* begin SUPPLIED ENTRIES *

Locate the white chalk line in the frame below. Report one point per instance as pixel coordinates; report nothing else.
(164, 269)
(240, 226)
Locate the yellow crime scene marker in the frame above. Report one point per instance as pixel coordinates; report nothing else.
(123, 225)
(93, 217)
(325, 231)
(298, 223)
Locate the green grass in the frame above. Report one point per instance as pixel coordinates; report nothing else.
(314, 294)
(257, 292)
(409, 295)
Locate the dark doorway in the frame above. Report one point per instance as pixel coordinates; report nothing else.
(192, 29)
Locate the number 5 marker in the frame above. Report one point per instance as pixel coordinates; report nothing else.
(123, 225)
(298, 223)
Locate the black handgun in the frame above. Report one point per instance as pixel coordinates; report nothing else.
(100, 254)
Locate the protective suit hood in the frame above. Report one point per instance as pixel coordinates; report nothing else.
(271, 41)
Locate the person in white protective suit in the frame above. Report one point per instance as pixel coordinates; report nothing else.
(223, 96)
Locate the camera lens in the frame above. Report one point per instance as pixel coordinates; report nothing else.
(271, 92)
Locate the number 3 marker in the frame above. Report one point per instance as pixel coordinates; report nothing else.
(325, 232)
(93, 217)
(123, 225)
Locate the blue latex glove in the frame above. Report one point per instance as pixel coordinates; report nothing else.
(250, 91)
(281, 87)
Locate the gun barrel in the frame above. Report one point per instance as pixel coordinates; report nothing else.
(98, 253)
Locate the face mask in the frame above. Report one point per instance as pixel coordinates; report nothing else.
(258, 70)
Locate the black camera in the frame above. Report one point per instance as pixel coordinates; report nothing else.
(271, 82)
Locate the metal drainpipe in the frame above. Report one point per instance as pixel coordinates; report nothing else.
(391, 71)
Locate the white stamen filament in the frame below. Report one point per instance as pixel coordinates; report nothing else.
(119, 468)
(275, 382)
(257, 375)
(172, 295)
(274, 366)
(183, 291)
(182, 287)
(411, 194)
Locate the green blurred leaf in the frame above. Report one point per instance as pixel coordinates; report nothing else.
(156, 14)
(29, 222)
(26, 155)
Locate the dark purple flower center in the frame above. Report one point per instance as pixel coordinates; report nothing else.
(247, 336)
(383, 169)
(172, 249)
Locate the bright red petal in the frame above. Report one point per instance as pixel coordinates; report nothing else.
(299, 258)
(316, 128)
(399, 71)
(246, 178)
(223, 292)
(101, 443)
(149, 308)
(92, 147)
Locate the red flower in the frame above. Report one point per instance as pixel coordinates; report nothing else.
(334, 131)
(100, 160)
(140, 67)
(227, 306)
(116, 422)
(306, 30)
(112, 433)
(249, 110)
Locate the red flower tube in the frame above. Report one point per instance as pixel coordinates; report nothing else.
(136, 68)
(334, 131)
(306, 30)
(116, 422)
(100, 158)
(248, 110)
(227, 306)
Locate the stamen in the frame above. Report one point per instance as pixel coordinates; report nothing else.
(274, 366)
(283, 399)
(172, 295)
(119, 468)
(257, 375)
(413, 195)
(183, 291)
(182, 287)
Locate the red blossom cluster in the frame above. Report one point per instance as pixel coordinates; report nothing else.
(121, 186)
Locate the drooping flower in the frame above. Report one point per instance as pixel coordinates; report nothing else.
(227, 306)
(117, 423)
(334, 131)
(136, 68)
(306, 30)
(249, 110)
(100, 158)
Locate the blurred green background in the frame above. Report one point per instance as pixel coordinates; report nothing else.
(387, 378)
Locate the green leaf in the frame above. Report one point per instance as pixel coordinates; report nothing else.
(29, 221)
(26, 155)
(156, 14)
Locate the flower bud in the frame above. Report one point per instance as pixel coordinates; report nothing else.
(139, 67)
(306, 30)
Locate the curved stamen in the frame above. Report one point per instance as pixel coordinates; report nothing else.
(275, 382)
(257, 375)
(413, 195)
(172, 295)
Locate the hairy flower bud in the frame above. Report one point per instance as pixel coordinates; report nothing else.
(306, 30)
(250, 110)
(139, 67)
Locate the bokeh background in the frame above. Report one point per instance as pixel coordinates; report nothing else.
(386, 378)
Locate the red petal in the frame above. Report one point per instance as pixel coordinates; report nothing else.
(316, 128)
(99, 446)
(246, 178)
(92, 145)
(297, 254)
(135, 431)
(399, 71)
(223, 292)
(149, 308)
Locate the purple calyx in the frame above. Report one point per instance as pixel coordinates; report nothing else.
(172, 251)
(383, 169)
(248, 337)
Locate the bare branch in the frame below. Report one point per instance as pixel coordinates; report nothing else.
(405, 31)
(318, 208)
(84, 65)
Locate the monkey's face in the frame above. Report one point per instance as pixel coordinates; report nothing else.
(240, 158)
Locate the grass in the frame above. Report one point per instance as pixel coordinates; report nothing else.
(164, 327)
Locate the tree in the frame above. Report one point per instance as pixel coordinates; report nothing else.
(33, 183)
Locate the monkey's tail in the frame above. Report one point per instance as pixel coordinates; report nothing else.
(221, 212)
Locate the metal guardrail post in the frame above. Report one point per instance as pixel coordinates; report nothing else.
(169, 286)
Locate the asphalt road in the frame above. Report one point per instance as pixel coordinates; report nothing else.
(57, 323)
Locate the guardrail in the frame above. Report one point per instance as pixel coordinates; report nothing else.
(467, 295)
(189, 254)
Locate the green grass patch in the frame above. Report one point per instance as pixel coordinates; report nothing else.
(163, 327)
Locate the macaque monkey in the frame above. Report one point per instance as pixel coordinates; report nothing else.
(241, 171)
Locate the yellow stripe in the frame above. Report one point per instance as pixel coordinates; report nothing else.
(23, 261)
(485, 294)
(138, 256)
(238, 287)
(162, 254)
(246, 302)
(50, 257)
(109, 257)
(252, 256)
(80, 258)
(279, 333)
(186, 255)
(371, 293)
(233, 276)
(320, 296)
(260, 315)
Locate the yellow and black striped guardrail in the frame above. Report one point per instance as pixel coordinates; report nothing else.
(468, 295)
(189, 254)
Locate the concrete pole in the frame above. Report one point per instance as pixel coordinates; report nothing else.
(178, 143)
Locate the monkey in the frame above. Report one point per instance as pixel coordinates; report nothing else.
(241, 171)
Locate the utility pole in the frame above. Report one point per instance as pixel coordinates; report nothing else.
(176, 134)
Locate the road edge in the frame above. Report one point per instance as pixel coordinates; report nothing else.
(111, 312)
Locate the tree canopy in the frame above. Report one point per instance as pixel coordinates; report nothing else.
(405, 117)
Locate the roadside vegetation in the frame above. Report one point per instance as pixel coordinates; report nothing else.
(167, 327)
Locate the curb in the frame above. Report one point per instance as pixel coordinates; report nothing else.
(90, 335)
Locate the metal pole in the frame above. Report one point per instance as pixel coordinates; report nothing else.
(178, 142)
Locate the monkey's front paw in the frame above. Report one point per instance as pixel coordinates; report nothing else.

* end SUPPLIED ENTRIES *

TASK DETAILS
Rewrite the records from the line with "Locate the tree canopy" up to and including the last line, keeping every request line and shifting each pixel coordinate in the answers by -133.

SOLUTION FOR THIS PROBLEM
Locate the tree canopy in the frame above. Report one point per instance as pixel coordinates; report nothing else.
(272, -16)
Locate the roadside vegetation in the frame above. Report one point per instance as pixel coordinates; report nothing else.
(34, 194)
Locate the curb in the frame above. Report one point per instance as pixel coordinates; report nothing else.
(-43, 202)
Locate the metal pole in the frame above. Report one point per instance as pixel coordinates; report nothing else.
(45, 9)
Locate the monkey's front paw in the frame above. Report one point per instance as pixel coordinates; report nothing else.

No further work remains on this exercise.